This section lists the most frequent questions you ask us.
If you do not find the answer to your question, please contact us.
We also host workshops, debates and stands to promote our activities and free software culture. When the opportunity arises, we also organise our activites outside 42.
Finally, as a member of the CHATONS community, we host free services that respect your privacy.
42 students are from very different backgrounds and few students have heard about free software. We wanted to share this culture with our peers, not to "compete head-on" with the giants, but to bring a different, sometimes critical, perspective on the technologies that our peers are led to use in their future job.
42's staff also provides moral support and encourages us in our activities.
We also have memberships and support from outside people.
We do not receive any grants or any form of financial assistance from Xavier Niel or 42.
When you send a message on our contact form, you are not contacting Xavier Niel nor 42, but us, students members of 42l that has its own legal structure and independence.
We communicate on our own behalf, not on behalf of the school, and vice versa: a decision taken by the school is not taken by us.
The only document that binds us to the school is our certificate of accommodation, which allows us to set our headquarters at 42 in order to receive our mail there.
42 does not lend us servers. We have our own servers and only authorized members of our Administration Council have access to them.
That said, 42 lets us use its premises free of charge for our activities, including its amphitheatre for our conferences and its meeting rooms.

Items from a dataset
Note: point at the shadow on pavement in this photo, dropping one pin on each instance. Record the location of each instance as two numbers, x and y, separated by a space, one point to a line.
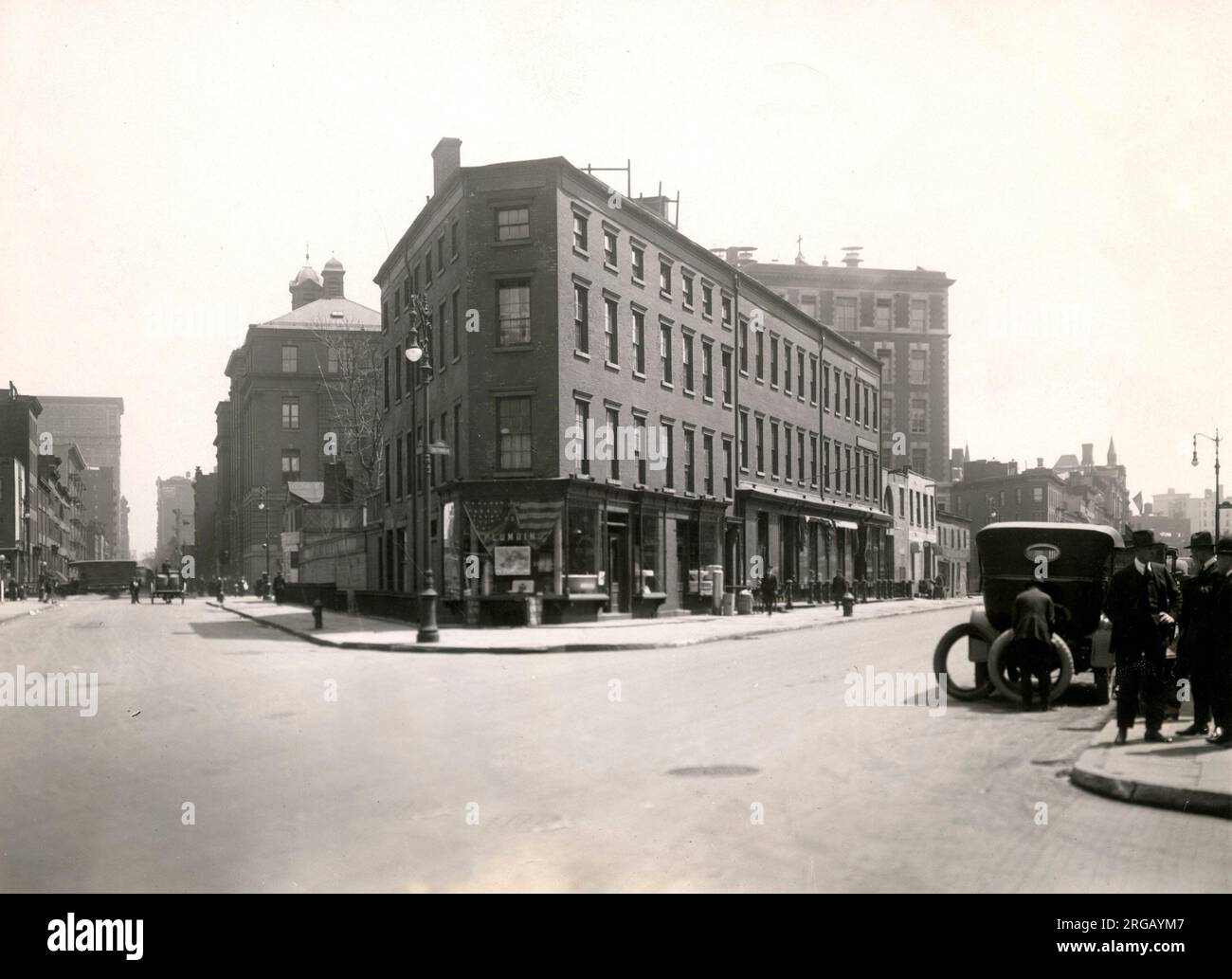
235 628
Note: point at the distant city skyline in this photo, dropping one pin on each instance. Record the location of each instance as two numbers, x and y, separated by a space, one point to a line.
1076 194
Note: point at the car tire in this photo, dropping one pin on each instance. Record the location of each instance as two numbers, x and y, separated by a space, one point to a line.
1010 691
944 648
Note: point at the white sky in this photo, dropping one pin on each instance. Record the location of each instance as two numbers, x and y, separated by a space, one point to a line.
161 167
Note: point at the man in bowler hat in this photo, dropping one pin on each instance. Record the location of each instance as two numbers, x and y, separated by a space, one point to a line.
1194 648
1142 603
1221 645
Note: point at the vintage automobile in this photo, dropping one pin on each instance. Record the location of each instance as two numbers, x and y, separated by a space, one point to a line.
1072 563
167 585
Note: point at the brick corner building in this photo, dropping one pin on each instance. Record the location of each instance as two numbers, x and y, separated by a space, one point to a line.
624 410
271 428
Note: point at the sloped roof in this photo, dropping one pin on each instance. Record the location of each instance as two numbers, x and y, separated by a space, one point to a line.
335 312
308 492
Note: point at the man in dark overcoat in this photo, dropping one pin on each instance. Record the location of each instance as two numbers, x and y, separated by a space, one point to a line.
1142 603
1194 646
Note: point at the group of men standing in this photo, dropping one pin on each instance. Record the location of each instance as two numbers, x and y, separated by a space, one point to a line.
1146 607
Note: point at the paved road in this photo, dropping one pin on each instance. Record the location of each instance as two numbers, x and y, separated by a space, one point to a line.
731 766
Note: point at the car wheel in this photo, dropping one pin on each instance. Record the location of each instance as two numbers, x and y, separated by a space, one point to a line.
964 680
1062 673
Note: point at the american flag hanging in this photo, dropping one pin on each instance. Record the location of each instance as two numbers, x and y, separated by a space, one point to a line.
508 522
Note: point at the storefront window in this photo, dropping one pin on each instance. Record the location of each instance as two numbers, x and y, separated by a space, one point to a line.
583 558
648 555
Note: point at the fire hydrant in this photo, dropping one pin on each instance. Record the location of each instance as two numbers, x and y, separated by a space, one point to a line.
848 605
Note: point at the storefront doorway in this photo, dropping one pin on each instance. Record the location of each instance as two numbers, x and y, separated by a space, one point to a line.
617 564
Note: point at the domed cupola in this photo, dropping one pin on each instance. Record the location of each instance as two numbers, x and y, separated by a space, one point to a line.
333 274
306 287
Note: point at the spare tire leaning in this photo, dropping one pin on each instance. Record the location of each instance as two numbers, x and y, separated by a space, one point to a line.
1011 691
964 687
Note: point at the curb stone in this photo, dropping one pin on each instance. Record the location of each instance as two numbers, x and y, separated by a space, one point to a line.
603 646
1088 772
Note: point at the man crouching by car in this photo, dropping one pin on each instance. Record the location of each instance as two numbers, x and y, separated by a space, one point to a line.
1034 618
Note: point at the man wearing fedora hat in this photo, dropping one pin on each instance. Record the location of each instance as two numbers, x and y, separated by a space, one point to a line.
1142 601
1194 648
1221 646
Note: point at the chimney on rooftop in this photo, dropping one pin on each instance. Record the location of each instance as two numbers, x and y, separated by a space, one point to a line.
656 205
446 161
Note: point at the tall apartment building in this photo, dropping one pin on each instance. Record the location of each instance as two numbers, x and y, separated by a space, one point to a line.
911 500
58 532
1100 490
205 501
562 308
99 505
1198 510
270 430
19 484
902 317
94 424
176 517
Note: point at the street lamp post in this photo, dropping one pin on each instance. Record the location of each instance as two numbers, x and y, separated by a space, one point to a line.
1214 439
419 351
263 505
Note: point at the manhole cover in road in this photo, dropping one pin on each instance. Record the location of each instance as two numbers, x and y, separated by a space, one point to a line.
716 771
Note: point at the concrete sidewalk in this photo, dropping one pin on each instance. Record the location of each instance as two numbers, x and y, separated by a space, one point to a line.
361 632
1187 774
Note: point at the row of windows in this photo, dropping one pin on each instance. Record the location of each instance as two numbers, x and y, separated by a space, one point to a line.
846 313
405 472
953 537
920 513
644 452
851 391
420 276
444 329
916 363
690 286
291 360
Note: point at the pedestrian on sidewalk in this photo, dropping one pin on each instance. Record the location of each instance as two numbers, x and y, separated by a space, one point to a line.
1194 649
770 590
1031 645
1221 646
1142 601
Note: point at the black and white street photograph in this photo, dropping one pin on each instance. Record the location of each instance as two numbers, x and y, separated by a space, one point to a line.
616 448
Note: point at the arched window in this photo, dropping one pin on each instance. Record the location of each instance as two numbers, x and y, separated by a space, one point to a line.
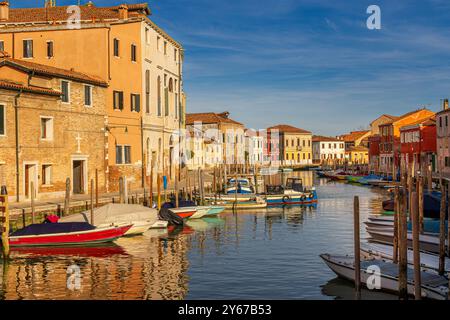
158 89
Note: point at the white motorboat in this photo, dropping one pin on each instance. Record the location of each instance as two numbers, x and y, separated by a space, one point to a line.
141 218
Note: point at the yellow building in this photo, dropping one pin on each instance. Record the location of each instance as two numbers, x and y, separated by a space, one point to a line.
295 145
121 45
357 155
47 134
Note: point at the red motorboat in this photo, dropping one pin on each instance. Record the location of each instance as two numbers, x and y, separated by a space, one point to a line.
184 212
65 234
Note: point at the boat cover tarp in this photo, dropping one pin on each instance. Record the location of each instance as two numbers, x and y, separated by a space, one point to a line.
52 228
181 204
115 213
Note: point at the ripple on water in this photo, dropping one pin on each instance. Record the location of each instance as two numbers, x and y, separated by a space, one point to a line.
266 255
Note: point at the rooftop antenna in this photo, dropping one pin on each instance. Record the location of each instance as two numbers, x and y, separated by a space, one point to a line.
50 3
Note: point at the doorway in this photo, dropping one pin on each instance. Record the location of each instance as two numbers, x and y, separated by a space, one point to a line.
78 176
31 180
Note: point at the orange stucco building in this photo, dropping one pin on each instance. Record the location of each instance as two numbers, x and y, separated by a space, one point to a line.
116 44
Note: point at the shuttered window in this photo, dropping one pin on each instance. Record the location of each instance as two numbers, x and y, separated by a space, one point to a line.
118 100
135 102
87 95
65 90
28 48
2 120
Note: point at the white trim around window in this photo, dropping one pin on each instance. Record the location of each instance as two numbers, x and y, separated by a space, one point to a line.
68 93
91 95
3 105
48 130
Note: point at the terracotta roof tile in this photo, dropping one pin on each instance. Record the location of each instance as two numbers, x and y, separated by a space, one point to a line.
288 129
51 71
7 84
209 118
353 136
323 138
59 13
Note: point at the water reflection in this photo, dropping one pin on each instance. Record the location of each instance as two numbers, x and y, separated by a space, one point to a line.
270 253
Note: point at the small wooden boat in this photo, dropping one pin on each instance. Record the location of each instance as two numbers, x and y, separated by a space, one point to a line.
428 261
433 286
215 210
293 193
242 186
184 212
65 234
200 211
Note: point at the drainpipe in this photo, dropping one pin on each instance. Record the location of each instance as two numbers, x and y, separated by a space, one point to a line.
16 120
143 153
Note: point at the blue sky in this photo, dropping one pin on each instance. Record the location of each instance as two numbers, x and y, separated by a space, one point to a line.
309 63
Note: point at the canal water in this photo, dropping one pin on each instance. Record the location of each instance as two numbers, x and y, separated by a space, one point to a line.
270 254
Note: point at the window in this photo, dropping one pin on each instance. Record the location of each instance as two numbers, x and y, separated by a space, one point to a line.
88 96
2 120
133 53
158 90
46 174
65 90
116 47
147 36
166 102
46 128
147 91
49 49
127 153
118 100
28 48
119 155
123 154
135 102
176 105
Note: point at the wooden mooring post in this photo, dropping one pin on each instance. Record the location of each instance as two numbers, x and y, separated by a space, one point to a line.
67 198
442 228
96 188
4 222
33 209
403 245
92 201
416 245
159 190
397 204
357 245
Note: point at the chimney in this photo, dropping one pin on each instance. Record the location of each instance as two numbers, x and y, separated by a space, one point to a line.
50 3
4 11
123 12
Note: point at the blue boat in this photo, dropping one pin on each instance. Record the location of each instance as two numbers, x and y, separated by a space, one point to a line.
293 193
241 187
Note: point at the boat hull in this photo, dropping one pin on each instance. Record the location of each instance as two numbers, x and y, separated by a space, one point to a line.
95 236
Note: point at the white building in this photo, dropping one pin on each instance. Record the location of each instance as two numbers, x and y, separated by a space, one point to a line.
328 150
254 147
...
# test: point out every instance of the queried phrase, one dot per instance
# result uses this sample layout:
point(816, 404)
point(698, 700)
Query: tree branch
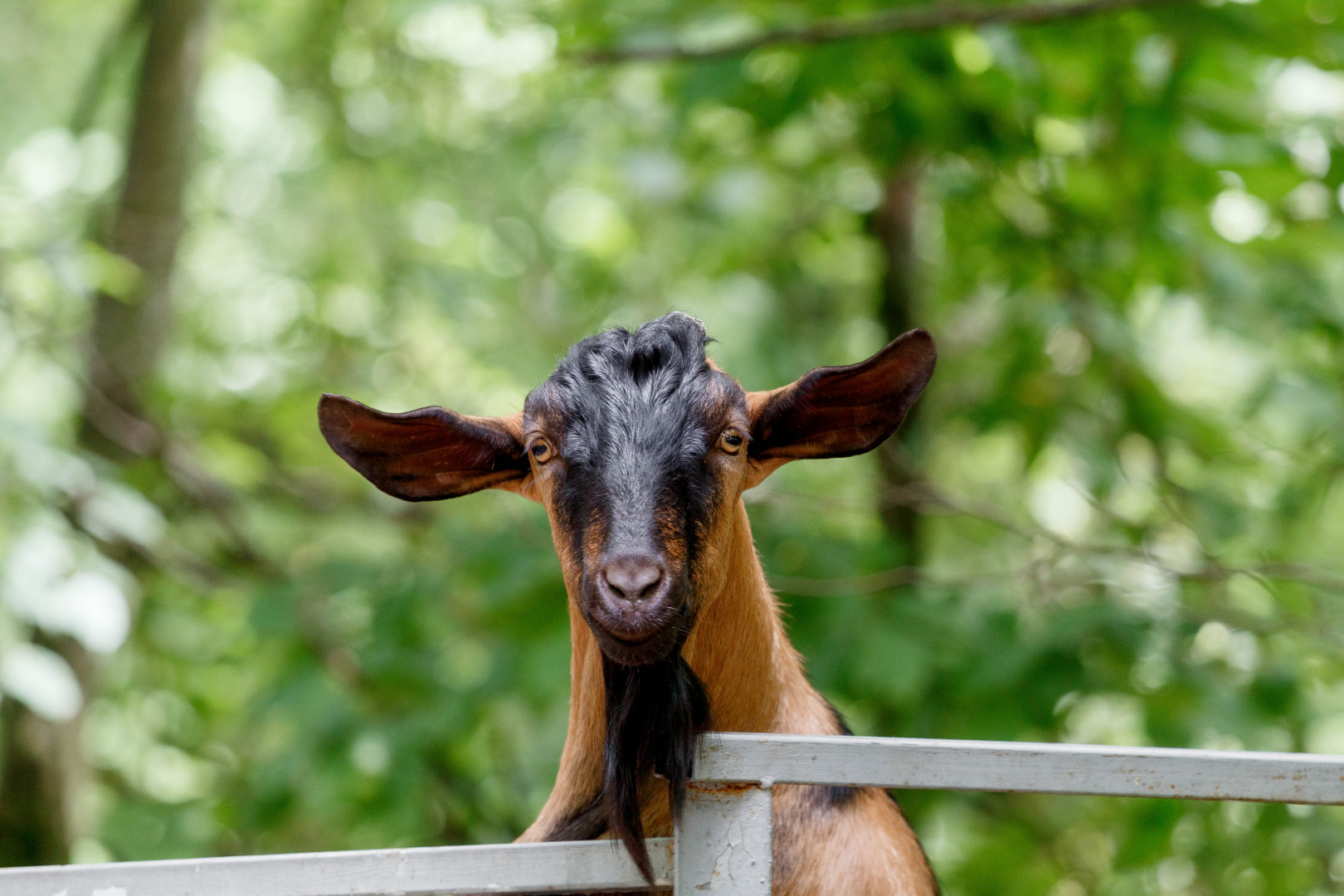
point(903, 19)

» TASKS FOR THIS EXERCISE:
- 1) In the FAQ about the 42l association, retype the passage starting with "When you send" and going on through "structure and independence.".
- 2) Pull out each line of the listing that contains the string "road". Treat uppercase and lowercase letters as different.

» OUTPUTS FOR THE TASKS:
- 1)
When you send a message on our contact form, you are not contacting Xavier Niel nor 42, but us, students members of 42l that has its own legal structure and independence.

- 2)
Note: point at the paved road in this photo, dropping one pin on each instance. Record the location of each instance as two numbers, x and y, separated by a space, one point to a line.
Note: point at the manhole cover in road in this photo, dropping one pin on each instance. Record the location of each instance as two numbers, x and y, separated by a space, one point to a line.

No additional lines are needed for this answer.